掲載本文:
安く買えてフードロス削減と社会貢献!OtameshiとKURADASHI.jpに消費者が共感する理由
2000から3000アイテム掲載する、社会貢献型「Otameshi」
一方、「Otameshi」の立ち上げは2017年7月のことだ。
「KURADASHI.jp」同様、運営会社のSynaBizが食品メーカー等から、処分価格に近い金額で在庫処分商品を仕入れ、「Otameshi」を通じて、一般的な販売価格の50~60%OFF程度で会員向けに販売し、売上の一部が社会貢献団体へ寄付される。これまでのところ、支援先団体は10、累計寄付金額は340万4907円(2020年6月4日現在)になる。
同社執行役員藤井厚氏は「もともと、アパレルや家電のデットストックを、B2Bで処分するビジネスを展開していた。ある食品メーカーから、食品でも同じような仕組みができないかと相談を受けたことがきっかけ」と語る。
当初は「ブランドが傷つかないように、クローズな仕組みにしてほしいという声があった」が、食品の場合、単価が安く、取引が相当量にならなければビジネスにはならないと同社では判断、自社のオープンな販売チャネルとして「Otameshi」を立ち上げることにした。大手食品メーカーに対しては、ブランドの毀損を心配するよりも、社会貢献企業として一面を訴求するほうが、これからの社会環境においては意義があるということを説いた。

作業項目 A:
Otameshiの記事について、次の問いに答えてください。
(i) 「Otameshi」が立ち上げられたのはいつですか。
(ii) 2020年6月4日現在の累計寄付金額はいくらですか。
(iii) 藤井厚氏の役職は何ですか。
作業項目 B:
Otameshiの記事のうち、「一方、「Otameshi」の立ち上げは2017年7月のことだ。」から始まり「20年6月4日現在)になる。」まで続く部分を、そのまま書き写してください。
作業項目 C:
Otameshiの記事に出てくる、アルファベットで表記されたサービス名と会社名をすべて挙げてください。

記録データ:

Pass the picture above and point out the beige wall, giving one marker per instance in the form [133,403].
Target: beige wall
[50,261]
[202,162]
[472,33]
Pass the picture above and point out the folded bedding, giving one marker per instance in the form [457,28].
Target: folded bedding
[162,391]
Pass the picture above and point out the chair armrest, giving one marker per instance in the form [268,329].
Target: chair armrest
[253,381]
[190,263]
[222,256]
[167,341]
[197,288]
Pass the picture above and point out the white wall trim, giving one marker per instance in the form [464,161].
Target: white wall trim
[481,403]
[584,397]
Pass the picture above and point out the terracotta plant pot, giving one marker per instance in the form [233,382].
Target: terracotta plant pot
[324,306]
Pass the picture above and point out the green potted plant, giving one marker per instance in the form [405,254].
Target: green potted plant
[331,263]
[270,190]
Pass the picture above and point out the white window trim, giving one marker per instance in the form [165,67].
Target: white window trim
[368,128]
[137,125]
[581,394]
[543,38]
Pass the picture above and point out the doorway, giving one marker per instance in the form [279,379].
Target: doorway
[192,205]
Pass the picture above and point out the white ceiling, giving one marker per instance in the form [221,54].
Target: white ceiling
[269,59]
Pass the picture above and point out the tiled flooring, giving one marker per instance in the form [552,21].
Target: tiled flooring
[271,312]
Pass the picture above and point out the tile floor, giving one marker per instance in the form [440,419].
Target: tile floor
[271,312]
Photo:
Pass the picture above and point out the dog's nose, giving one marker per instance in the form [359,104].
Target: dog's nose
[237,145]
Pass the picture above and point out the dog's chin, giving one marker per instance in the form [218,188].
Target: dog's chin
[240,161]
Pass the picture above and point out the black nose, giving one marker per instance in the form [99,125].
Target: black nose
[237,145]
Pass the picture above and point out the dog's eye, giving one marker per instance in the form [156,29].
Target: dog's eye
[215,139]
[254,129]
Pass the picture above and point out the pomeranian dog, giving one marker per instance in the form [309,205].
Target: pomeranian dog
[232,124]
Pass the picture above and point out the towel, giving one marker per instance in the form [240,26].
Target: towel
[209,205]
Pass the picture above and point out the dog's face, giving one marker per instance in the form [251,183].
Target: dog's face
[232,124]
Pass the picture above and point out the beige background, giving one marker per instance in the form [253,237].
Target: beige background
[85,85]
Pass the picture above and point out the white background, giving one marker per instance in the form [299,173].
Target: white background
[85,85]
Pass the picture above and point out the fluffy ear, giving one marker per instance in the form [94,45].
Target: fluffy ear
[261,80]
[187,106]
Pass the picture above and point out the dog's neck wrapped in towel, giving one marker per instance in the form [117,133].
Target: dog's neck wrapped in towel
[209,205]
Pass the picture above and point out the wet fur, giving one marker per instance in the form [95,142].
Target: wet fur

解答欄 A:
(i) 2017年7月
(ii) 340万4907円
(iii) 執行役員

解答欄 B:
一方、「Otameshi」の立ち上げは2017年7月のことだ。
「KURADASHI.jp」同様、運営会社のSynaBizが食品メーカー等から、処分価格に近い金額で在庫処分商品を仕入れ、「Otameshi」を通じて、一般的な販売価格の50~60%OFF程度で会員向けに販売し、売上の一部が社会貢献団体へ寄付される。これまでのところ、支援先団体は10、累計寄付金額は340万4907円(2020年6月4日現在)になる。

解答欄 C:
Otameshi、KURADASHI.jp、SynaBiz